<<<<

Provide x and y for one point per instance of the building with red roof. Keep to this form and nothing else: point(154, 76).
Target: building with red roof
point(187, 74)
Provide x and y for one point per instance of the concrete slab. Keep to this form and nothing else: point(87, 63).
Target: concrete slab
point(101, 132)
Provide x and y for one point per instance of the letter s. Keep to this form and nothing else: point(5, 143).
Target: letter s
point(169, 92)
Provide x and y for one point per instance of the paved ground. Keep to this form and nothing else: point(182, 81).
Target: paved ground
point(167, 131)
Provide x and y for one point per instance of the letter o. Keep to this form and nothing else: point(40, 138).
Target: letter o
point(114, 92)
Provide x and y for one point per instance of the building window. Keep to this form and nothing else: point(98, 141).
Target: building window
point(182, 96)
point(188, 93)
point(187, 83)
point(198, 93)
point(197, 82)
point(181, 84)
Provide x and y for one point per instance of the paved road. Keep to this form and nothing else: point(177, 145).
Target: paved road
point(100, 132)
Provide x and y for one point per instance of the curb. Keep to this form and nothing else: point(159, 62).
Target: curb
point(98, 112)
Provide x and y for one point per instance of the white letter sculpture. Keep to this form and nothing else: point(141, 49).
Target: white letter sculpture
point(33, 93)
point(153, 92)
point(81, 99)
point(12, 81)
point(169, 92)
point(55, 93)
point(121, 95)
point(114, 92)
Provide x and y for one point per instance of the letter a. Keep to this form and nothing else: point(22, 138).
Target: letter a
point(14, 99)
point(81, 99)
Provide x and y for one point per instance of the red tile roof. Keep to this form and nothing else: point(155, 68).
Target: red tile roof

>>>>

* EXERCISE PROMPT *
In the entries above, the lines from the one bearing "else: point(5, 143)." up to and including the one bearing "else: point(182, 81)." should be transcribed exactly; no other line is wanted.

* THE COMPLETED TASK *
Provide x and y for one point per instance of the letter s. Keep to this form and nothing else: point(5, 143).
Target: letter s
point(169, 92)
Provide x and y for one point per instance of the paved ground. Keep to this form and nothing else: point(182, 81).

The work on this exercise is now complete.